═══ Vorliegender Text
Ausgabe 22/2016 - 03.06.2016
Berlin (epd). Für die anstehende Reform des Vergütungssystems für psychiatrische Kliniken hat Bundesgesundheitsminister Hermann Gröhe (CDU) einen Gesetzentwurf vorgelegt, der die anhaltende Kritik von Ärzten und Patienten berücksichtigt. Das umstrittene „Pauschalierende Entgeltsystem Psychiatrie und Psychosomatik“ PEPP, nach dem bereits einige Kliniken freiwillig abrechnen, soll vor seiner verpflichtenden und flächendeckenden Einführung im Januar 2017 mit dem neuen Gesetz grundlegend geändert werden. Doch Verbänden von Ärzten, Pflegern und Angehörigen gehen die Pläne der Bundesregierung nicht weit genug.
Wie schon im Eckpunktepapier im Februar vorgeschlagen, will Gröhe psychiatrischen Krankenhäusern anders als somatischen Kliniken weiterhin erlauben, regionale Budgets zu verhandeln. Hierdurch sollen Kliniken besondere Bedingungen von strukturschwachen Regionen oder auch die Behandlung besonders vieler alter oder drogenabhängiger Patienten berücksichtigen können. In einer Stellungnahme begrüßt dies die Deutsche Krankenhausgesellschaft. „Im Mittelpunkt muss – im Interesse des Patienten – grundsätzlich der Finanzbedarf des einzelnen Krankenhauses stehen", erklärte Verbandspräsident Thomas Reumann.
Auch stellt der Gesetzentwurf klar, dass es wie bisher verbindliche Mindeststandards für die Personalausstattung geben soll, die sich - wie von Verbänden gefordert - an Behandlungsleitlinien orientieren sollen. Doch hätten diese sich mehr erwartet. Es seien zwar viele Kritikpunkte aufgenommen worden, sagt Iris Hauth, Präsidentin der Deutschen Gesellschaft für Psychiatrie und Psychotherapie, Psychosomatik und Nervenheilkunde. „Aber die Ausgestaltung müsste aus unserer Sicht noch konsequenter sein.“
So soll nach Gröhes Plänen das neue Modell weiterhin auf dem Abrechnungssystem PEPP mit seinen kritisierten Behandlungspauschalen aufbauen. „Es wird nicht ausreichend deutlich, dass PEPP vereinfacht werden soll“, sagt Hauth. Dies sei nicht im Sinne der knapp 20 Psychiatrie- und Betroffenenverbände, die im vergangenen Jahr einen Alternativvorschlag erarbeitet hatten. Sie hatten auch kritisiert, dass mit PEPP künftig deutlich mehr Zeit für die Dokumentation und Verwaltung aufgebracht werden müsste. „Es sieht danach aus, dass eher mehr Bürokratie und Dokumentationsaufwand kommen werden“, sagt Hauth. „Wir wollen hingegen eine Bürokratieverschlankung, damit wir mehr Zeit für die Patienten haben.“
Gisela Neunhöffer, die bei der Gewerkschaft ver.di für den Bereich psychiatrische Einrichtungen zuständig ist, findet die Abkehr vom geplanten Preis-System zwar richtig, schließt sich aber der Kritik an. „Wir haben ja immer gesagt, PEPP muss weg – nun bleibt es aber weiterhin Grundlage für den Krankenhausvergleich und für Budgetverhandlungen“, sagt Neunhöffer. „Es gibt Schritte in die richtige Richtung, es ist aber keine ganz grundlegende Neufassung des Psychiatrie-Entgeltsystems.“
Ähnlich sieht es auch Thomas Pollmächer, Vorsitzender der Bundesdirektorenkonferenz der Psychiater. „Es gibt einige reparierende Komponenten, aber es ist kein tragfähiges Konzept für die nächsten 30 Jahre“, sagt er.
══════
═══ Ausgewählte Datensätze
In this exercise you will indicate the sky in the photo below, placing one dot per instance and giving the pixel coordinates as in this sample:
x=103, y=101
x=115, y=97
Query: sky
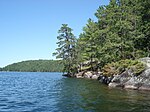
x=29, y=28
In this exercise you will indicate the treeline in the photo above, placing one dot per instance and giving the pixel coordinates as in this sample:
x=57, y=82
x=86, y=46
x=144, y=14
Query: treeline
x=35, y=66
x=122, y=31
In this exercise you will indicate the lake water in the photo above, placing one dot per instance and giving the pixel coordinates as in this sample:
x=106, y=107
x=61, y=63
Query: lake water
x=51, y=92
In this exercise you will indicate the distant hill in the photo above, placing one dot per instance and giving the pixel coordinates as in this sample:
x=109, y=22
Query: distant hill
x=35, y=66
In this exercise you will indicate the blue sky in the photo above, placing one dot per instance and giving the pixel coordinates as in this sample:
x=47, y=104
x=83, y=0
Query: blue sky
x=28, y=28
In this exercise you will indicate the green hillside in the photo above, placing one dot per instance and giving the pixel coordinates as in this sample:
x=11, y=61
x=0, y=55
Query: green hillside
x=35, y=66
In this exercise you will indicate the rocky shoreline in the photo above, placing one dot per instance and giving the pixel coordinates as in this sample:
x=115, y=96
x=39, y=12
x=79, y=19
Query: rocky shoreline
x=125, y=80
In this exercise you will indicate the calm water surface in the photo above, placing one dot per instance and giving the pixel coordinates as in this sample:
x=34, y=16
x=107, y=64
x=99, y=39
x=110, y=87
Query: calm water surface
x=50, y=92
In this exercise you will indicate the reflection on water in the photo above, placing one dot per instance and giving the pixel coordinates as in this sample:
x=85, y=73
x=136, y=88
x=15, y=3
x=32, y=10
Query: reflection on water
x=50, y=92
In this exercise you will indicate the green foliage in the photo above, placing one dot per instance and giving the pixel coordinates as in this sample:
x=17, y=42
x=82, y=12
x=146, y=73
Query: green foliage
x=121, y=32
x=36, y=66
x=118, y=67
x=66, y=48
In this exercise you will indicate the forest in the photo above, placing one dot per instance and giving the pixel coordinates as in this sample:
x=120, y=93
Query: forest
x=121, y=32
x=35, y=66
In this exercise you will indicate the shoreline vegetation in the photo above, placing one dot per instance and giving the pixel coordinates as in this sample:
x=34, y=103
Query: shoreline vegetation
x=114, y=49
x=35, y=66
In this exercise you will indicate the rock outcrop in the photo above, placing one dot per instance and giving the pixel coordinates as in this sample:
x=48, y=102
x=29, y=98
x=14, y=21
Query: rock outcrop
x=129, y=81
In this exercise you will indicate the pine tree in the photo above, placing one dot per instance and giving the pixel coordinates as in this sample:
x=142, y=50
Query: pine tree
x=66, y=45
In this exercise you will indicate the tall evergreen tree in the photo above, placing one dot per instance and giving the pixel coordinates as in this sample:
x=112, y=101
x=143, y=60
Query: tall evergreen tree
x=66, y=45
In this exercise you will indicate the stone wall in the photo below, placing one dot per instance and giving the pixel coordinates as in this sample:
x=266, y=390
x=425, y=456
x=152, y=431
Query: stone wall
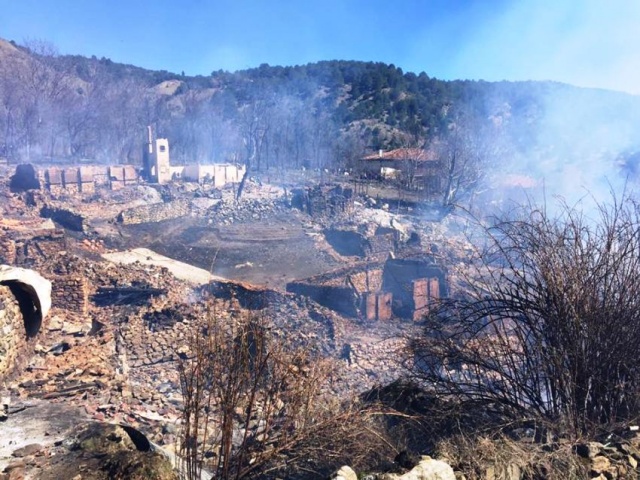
x=29, y=248
x=70, y=293
x=156, y=212
x=13, y=338
x=7, y=249
x=67, y=218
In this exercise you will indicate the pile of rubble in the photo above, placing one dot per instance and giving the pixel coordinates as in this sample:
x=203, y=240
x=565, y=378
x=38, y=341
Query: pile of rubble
x=246, y=210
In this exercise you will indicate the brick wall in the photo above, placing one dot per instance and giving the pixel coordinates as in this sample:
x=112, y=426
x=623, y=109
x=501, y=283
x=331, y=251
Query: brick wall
x=13, y=339
x=156, y=212
x=70, y=293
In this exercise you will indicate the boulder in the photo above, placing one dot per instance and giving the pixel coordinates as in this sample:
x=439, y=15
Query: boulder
x=427, y=469
x=344, y=473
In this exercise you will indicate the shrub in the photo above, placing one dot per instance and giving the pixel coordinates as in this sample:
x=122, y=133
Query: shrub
x=548, y=324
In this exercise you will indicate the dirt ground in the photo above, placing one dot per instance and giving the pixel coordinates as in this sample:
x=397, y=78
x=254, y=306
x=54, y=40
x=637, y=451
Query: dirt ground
x=269, y=252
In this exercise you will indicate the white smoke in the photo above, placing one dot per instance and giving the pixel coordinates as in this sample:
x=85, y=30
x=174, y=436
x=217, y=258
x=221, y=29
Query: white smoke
x=590, y=43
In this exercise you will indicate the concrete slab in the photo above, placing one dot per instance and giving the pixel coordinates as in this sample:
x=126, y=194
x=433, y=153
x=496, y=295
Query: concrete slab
x=183, y=271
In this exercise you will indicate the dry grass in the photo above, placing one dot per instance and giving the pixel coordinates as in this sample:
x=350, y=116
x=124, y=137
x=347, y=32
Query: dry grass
x=500, y=457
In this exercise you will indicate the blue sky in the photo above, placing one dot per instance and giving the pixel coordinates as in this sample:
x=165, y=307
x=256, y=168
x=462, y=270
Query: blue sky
x=592, y=43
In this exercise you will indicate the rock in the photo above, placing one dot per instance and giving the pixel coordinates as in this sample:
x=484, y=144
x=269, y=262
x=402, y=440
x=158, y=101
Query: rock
x=599, y=465
x=589, y=449
x=345, y=473
x=427, y=469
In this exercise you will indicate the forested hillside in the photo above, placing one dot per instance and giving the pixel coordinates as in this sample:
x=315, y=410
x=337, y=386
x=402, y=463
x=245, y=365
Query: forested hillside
x=321, y=115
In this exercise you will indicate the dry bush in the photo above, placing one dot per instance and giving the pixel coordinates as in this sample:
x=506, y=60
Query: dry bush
x=256, y=407
x=477, y=456
x=548, y=327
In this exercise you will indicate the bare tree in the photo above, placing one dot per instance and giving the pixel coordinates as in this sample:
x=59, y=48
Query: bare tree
x=548, y=324
x=254, y=403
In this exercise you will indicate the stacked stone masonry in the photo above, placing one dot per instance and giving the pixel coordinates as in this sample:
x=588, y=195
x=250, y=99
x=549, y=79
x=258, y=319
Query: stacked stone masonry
x=70, y=293
x=156, y=212
x=13, y=339
x=30, y=248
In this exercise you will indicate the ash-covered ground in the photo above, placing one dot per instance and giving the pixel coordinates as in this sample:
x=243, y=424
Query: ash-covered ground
x=111, y=342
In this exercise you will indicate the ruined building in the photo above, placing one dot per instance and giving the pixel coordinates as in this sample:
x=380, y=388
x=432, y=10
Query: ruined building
x=25, y=300
x=157, y=167
x=156, y=164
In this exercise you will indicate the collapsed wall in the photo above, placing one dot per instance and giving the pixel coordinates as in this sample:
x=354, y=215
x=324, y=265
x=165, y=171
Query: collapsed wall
x=65, y=217
x=156, y=212
x=343, y=290
x=32, y=247
x=25, y=300
x=404, y=288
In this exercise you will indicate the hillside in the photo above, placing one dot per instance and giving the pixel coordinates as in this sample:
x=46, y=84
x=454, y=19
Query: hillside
x=321, y=115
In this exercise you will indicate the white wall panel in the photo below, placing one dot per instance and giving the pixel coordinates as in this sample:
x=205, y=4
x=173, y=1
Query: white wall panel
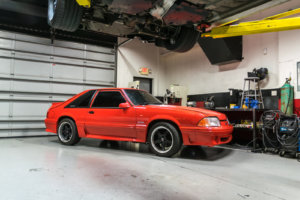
x=34, y=73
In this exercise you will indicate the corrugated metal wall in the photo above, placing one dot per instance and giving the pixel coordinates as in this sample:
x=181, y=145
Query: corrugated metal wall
x=34, y=73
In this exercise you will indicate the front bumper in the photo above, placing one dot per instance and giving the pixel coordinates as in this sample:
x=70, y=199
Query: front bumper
x=207, y=136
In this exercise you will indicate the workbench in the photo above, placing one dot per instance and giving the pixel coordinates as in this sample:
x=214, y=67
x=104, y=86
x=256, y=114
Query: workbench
x=253, y=115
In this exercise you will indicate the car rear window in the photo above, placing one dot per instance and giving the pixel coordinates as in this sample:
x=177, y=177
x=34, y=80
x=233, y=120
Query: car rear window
x=82, y=101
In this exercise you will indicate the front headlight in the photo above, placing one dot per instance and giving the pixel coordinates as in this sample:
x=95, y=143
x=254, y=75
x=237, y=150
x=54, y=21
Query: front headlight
x=209, y=122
══════
◆ Arbeitsschritt: Nehmen Sie den Bericht über die PEPP-Reform nach seinem letzten Satz wieder auf und schreiben Sie ihn weiter.

◆ Ergebnis:
Das geplante Gesetz stelle die Kliniken vor das große Dilemma, dass ihnen ausreichend Personal für eine leitliniengerechte Behandlung versprochen wird, doch möglicherweise nicht ausreichend Geld zur Verfügung gestellt wird. „Die Personalvorgaben müssen nicht verpflichtend finanziert werden“, bemängelt Hauth. Das könne dazu führen, dass zwar Mindeststandards existieren, die nötigen Personalstellen und auch Tariferhöhungen von den Kassen aber nicht getragen werden. „Wir müssen als Fachgesellschaften daran arbeiten, dass dies sichergestellt wird“, sagt die Psychiaterin. Die meisten Kliniken würden schon jetzt weit unter den bestehenden Standards liegen.
Auf Zustimmung trifft das sogenannte Home-Treatment: Um Patienten einen Klinikaufenthalt zu ersparen, könnten sie künftig in manchen Fällen auch ambulant versorgt werden. „Bisher konnten wir keine Patienten in der Akutphase zu Hause behandeln“, sagt Hauth. Dies gäbe einen Impuls, Patienten nicht nur in Kliniken zu behandeln, wie es schon die Psychiatrie-Enquete vor 41 Jahren forderte.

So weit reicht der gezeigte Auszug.